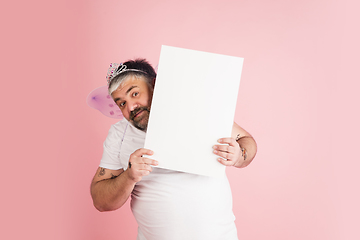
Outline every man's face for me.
[111,76,153,131]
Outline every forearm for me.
[235,136,257,168]
[91,171,136,212]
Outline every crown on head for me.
[106,63,147,85]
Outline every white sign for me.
[145,46,244,176]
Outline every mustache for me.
[129,107,150,120]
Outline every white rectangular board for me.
[145,46,244,176]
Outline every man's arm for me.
[214,122,257,168]
[90,148,158,212]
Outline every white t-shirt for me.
[100,119,238,240]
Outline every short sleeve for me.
[100,125,124,170]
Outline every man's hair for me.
[109,59,156,96]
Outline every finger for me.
[218,138,237,146]
[131,148,154,157]
[142,157,159,166]
[213,145,235,153]
[217,158,234,166]
[214,150,234,160]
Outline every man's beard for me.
[129,107,150,132]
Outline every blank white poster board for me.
[145,46,243,176]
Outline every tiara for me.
[106,63,148,85]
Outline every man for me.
[91,59,256,240]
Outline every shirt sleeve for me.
[100,125,124,170]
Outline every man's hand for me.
[213,138,244,166]
[125,148,158,182]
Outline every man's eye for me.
[133,92,139,97]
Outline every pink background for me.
[0,0,360,240]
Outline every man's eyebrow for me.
[114,85,138,103]
[126,85,138,94]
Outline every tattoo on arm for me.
[99,168,105,177]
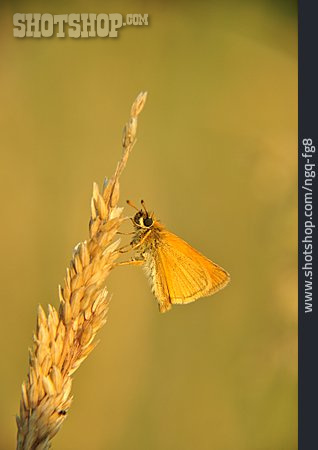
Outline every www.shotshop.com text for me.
[301,139,316,313]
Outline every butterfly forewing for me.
[152,230,229,304]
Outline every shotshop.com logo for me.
[13,13,148,38]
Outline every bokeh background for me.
[0,0,297,450]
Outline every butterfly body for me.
[127,203,230,312]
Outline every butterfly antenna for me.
[126,200,139,211]
[140,200,148,216]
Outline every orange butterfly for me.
[119,201,230,312]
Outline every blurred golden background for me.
[0,0,297,450]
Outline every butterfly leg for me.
[115,259,144,266]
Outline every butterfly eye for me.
[144,217,153,227]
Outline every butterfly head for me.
[127,200,154,229]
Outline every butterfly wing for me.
[151,230,230,311]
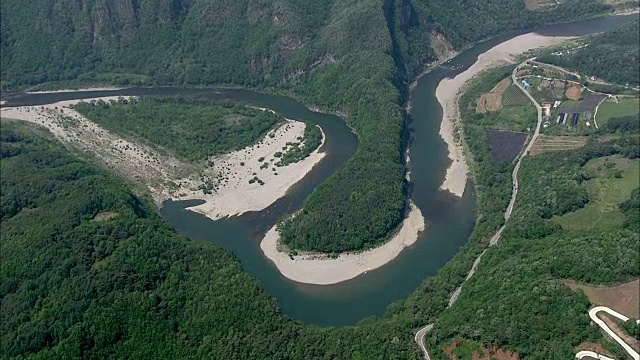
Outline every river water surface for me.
[2,15,637,326]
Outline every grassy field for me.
[530,135,587,155]
[502,84,531,106]
[556,156,640,231]
[477,105,538,132]
[596,97,640,127]
[565,279,640,319]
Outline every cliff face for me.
[1,0,332,86]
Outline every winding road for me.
[576,306,640,360]
[414,58,544,360]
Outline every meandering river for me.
[6,15,637,326]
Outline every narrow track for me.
[414,58,542,360]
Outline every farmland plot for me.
[485,130,527,162]
[531,135,587,155]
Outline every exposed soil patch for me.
[476,78,511,113]
[444,340,520,360]
[565,85,582,100]
[93,211,120,221]
[502,84,531,106]
[485,130,527,162]
[564,279,640,319]
[429,30,456,60]
[530,135,587,155]
[576,342,613,357]
[524,0,559,10]
[597,313,640,351]
[558,93,607,113]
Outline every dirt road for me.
[414,58,542,360]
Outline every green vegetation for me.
[459,66,524,242]
[538,21,640,86]
[416,68,640,360]
[557,156,640,231]
[0,0,637,359]
[622,319,640,339]
[0,0,611,252]
[274,123,322,166]
[75,97,283,161]
[0,120,420,359]
[429,138,640,359]
[502,84,532,106]
[596,97,640,128]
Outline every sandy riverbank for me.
[25,86,122,94]
[1,96,325,219]
[177,120,325,220]
[260,202,425,285]
[436,33,571,197]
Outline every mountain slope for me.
[0,0,606,252]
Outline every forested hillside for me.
[420,66,640,360]
[0,120,419,360]
[0,0,609,251]
[75,97,284,161]
[539,21,640,86]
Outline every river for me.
[6,15,637,326]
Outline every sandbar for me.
[260,202,425,285]
[436,33,572,197]
[25,86,123,94]
[1,96,325,220]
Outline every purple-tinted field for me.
[485,130,527,162]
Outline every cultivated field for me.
[444,340,520,360]
[565,85,582,100]
[524,0,560,10]
[530,135,587,155]
[476,78,511,113]
[555,155,640,231]
[485,130,527,162]
[502,85,531,106]
[565,279,640,319]
[596,97,640,127]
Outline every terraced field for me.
[502,84,531,106]
[556,155,640,231]
[530,135,587,155]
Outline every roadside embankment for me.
[436,33,570,197]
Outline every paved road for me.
[576,306,640,360]
[414,58,544,360]
[413,324,433,360]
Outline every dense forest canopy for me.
[420,66,640,360]
[0,120,419,360]
[75,97,284,161]
[539,21,640,86]
[0,0,610,252]
[0,0,639,359]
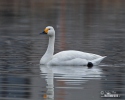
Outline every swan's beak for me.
[40,31,47,34]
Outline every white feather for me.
[40,26,106,66]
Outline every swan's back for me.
[53,50,101,61]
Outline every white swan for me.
[40,26,106,67]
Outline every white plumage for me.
[40,26,106,66]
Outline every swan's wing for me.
[53,50,101,61]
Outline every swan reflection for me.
[40,65,102,100]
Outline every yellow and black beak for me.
[40,28,49,34]
[40,31,47,34]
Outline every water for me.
[0,0,125,100]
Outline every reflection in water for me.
[0,0,125,100]
[40,65,102,100]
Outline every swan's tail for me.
[90,56,106,66]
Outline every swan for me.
[40,26,106,67]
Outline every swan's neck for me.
[40,36,55,64]
[45,36,55,57]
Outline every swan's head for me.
[41,26,55,36]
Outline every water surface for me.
[0,0,125,100]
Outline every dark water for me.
[0,0,125,100]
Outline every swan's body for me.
[40,26,105,66]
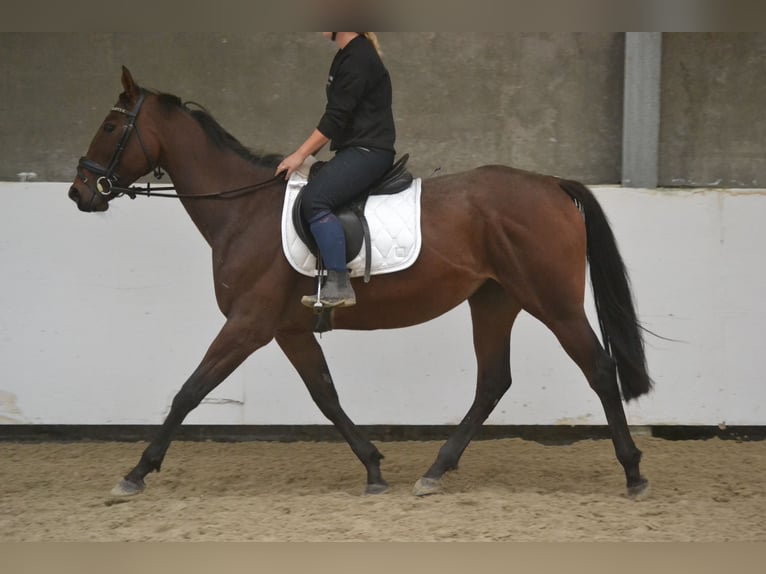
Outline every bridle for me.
[77,90,282,207]
[77,90,164,204]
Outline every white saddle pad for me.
[282,172,421,277]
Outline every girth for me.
[292,154,412,283]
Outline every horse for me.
[68,67,654,499]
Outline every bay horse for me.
[69,67,653,499]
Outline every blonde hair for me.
[360,32,383,56]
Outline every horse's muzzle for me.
[68,185,109,213]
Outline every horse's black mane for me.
[157,93,283,169]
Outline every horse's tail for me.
[559,180,653,401]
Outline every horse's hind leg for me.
[413,282,520,496]
[112,320,271,496]
[545,311,649,499]
[276,331,388,494]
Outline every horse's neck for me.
[166,142,280,247]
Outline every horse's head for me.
[69,66,159,211]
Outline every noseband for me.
[77,90,163,202]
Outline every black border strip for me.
[0,425,766,444]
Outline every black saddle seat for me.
[292,154,413,281]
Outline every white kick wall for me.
[0,183,766,425]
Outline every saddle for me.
[292,154,413,283]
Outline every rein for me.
[104,173,283,199]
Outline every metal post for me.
[622,32,662,188]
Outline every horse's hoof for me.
[627,478,649,501]
[364,481,388,494]
[110,478,146,496]
[412,476,442,496]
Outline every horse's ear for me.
[122,66,139,100]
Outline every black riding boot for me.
[301,269,356,308]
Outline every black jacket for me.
[317,36,396,151]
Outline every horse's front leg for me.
[112,319,271,496]
[276,331,388,494]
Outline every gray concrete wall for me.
[0,32,624,183]
[659,33,766,188]
[0,32,766,187]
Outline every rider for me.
[276,32,396,307]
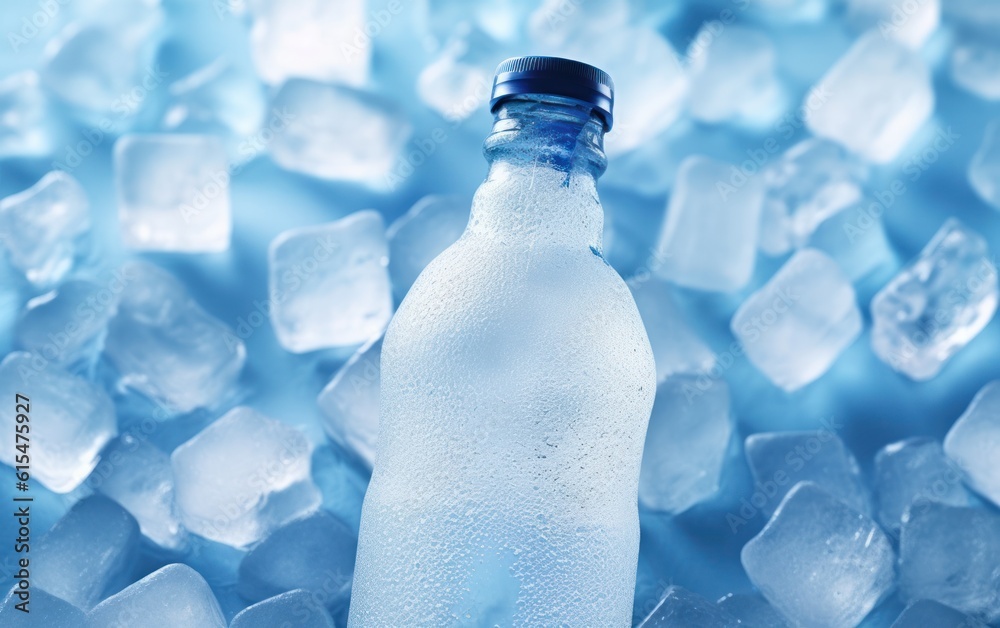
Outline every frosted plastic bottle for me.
[350,57,656,628]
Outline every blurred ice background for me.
[0,0,1000,627]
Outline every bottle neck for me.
[469,95,607,251]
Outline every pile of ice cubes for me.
[0,0,1000,628]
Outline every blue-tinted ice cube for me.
[639,375,733,513]
[104,262,246,413]
[804,31,934,163]
[90,563,226,628]
[872,218,998,381]
[239,511,357,610]
[386,195,471,303]
[87,434,187,549]
[31,495,139,610]
[687,21,782,123]
[268,79,412,189]
[740,482,896,626]
[316,337,382,468]
[639,586,740,628]
[0,70,62,157]
[760,138,867,255]
[114,134,232,253]
[0,352,118,493]
[229,589,334,628]
[656,156,764,292]
[944,380,1000,506]
[899,504,1000,623]
[628,276,715,382]
[170,407,320,547]
[969,120,1000,210]
[745,429,870,513]
[730,249,862,391]
[250,0,372,85]
[0,170,90,284]
[0,581,90,628]
[268,210,392,353]
[875,438,970,534]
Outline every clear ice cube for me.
[740,482,896,626]
[656,156,764,292]
[0,351,118,493]
[90,563,226,628]
[871,218,998,381]
[875,437,971,534]
[104,262,246,413]
[31,495,140,610]
[628,275,715,382]
[730,249,862,391]
[0,170,90,285]
[386,195,471,303]
[899,504,1000,623]
[639,375,733,513]
[804,31,934,164]
[268,79,412,189]
[944,380,1000,506]
[268,210,392,353]
[170,407,320,547]
[317,337,382,468]
[744,429,870,514]
[114,134,232,253]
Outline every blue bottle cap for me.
[490,57,615,131]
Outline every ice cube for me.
[229,589,334,628]
[760,138,867,255]
[16,281,118,366]
[804,31,934,163]
[104,262,246,413]
[0,586,90,628]
[656,156,764,292]
[687,21,782,123]
[944,380,1000,505]
[239,511,357,610]
[170,407,320,547]
[0,70,62,157]
[639,586,740,628]
[745,429,870,514]
[31,495,139,610]
[890,600,986,628]
[875,437,971,534]
[639,375,733,513]
[317,337,382,468]
[0,170,90,285]
[114,134,232,253]
[969,120,1000,210]
[730,249,862,391]
[268,79,412,188]
[899,504,1000,623]
[0,351,118,493]
[718,593,789,628]
[872,218,997,381]
[386,195,471,303]
[250,0,370,87]
[90,563,226,628]
[87,434,187,549]
[740,482,896,626]
[268,210,392,353]
[951,35,1000,101]
[628,275,715,382]
[847,0,941,50]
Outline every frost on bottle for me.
[350,57,656,626]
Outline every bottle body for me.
[351,95,655,626]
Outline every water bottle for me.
[350,57,656,628]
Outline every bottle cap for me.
[490,57,615,131]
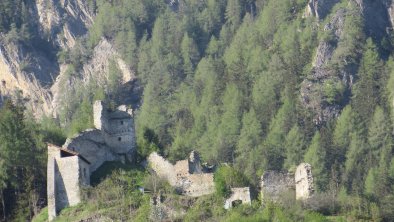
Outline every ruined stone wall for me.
[183,173,215,197]
[174,160,189,178]
[148,152,177,186]
[295,163,314,200]
[93,101,135,154]
[63,130,120,172]
[224,187,252,209]
[261,170,295,201]
[103,125,135,154]
[189,150,203,174]
[148,152,215,197]
[93,100,106,130]
[55,156,81,212]
[78,158,90,186]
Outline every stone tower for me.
[188,150,203,174]
[295,163,314,200]
[93,100,135,161]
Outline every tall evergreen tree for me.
[304,132,328,191]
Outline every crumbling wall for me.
[261,170,295,201]
[148,152,177,186]
[63,130,120,172]
[47,144,90,221]
[189,150,203,174]
[148,152,215,197]
[93,101,135,156]
[224,187,252,209]
[55,156,81,212]
[182,173,215,197]
[93,100,106,130]
[295,163,314,200]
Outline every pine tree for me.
[304,132,328,191]
[352,39,383,121]
[235,109,262,178]
[333,106,354,163]
[181,33,200,76]
[217,84,242,163]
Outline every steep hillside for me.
[0,0,394,221]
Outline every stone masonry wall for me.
[261,163,314,201]
[261,170,295,201]
[148,152,215,197]
[224,187,252,209]
[63,130,119,172]
[148,152,177,186]
[55,156,81,212]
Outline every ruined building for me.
[148,151,215,197]
[47,101,135,220]
[47,144,90,220]
[224,187,252,210]
[260,163,314,201]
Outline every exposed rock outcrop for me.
[304,0,339,19]
[0,0,94,117]
[36,0,94,48]
[301,9,346,125]
[0,35,59,115]
[51,39,135,113]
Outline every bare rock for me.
[304,0,339,19]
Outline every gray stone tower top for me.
[93,100,135,154]
[295,163,314,200]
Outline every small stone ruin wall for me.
[261,170,295,201]
[63,130,120,172]
[224,187,252,209]
[260,163,314,201]
[295,163,314,200]
[178,173,215,197]
[148,152,177,186]
[148,152,215,197]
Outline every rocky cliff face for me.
[50,39,135,114]
[300,0,394,125]
[0,0,93,116]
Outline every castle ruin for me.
[47,144,90,221]
[47,101,135,220]
[148,151,215,197]
[224,187,252,210]
[260,163,314,202]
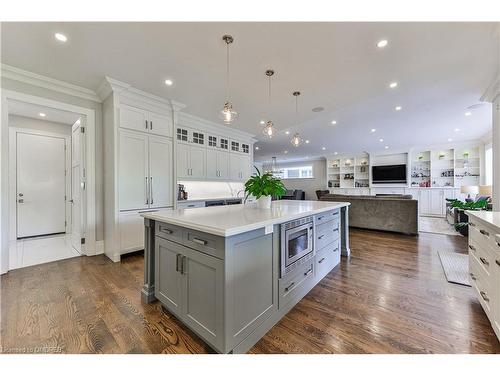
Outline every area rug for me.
[438,251,471,286]
[418,216,461,236]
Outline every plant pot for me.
[257,196,271,208]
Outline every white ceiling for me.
[1,22,499,159]
[8,100,81,125]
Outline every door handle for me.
[193,237,207,246]
[149,177,153,204]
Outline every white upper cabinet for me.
[120,104,173,137]
[118,130,149,210]
[149,136,174,208]
[148,112,174,137]
[120,104,149,132]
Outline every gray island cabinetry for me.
[142,200,349,353]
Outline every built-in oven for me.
[281,216,314,276]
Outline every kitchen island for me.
[142,200,350,353]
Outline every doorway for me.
[8,100,86,269]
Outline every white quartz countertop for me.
[142,200,350,237]
[465,211,500,232]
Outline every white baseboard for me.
[95,240,104,255]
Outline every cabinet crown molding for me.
[2,64,102,103]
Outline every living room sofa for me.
[320,194,418,234]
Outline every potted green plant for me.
[245,167,286,208]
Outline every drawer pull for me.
[479,257,490,266]
[160,226,174,234]
[193,237,207,246]
[285,283,295,292]
[479,291,490,302]
[479,229,490,237]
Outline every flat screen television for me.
[372,164,406,184]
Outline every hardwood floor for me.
[0,229,500,353]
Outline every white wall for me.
[1,77,104,241]
[278,159,326,200]
[9,115,71,136]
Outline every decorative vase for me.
[257,195,271,208]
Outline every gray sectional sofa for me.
[320,194,418,234]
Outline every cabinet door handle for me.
[175,254,182,273]
[479,291,490,302]
[193,237,207,246]
[149,177,153,204]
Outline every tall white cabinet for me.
[100,79,180,262]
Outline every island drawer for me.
[314,209,340,225]
[183,229,224,259]
[314,240,340,282]
[155,221,182,242]
[278,259,314,309]
[314,220,340,251]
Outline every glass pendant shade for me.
[262,121,274,138]
[220,102,238,124]
[291,133,304,147]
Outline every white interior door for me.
[149,136,174,208]
[118,130,149,210]
[70,119,86,253]
[16,133,66,238]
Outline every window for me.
[274,165,314,180]
[484,144,493,185]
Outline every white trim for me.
[95,240,104,255]
[9,127,72,241]
[2,64,101,103]
[0,90,97,273]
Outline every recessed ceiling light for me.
[54,33,68,42]
[377,39,389,48]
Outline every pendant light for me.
[290,91,304,147]
[220,35,238,125]
[263,69,274,138]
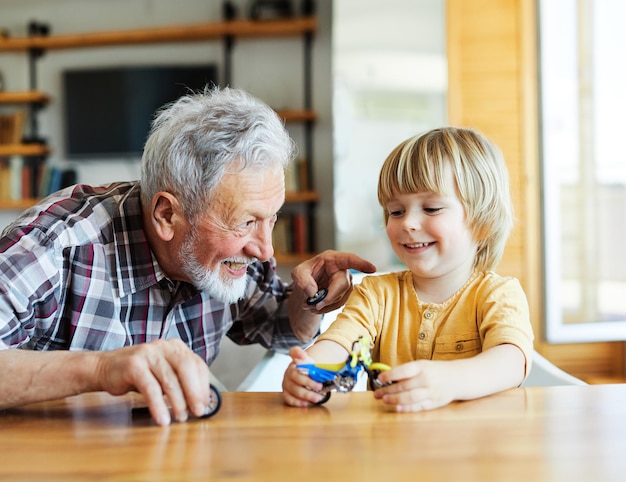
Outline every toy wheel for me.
[200,385,222,418]
[315,392,331,405]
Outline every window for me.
[539,0,626,343]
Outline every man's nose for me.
[248,223,274,261]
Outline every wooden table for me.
[0,385,626,482]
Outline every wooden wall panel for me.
[446,0,624,382]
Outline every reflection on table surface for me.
[0,385,626,482]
==*==
Stated problem: Rescale every line of the records from the one containing "Outline every black saddle seat for me." down through the one containing "[622,32,662,188]", both included, and give only those lines. Keep the requests as they are, and multiply each box coordinate in the answers by 2.35, rounding to a whole number with halves going up.

Response:
Outline every black saddle seat for me.
[686,362,971,660]
Outline every white kick wall for me.
[0,430,1800,999]
Outline every saddle for me.
[686,362,971,665]
Outline every rein for me.
[244,407,665,468]
Outline every metal post for me.
[1462,75,1556,442]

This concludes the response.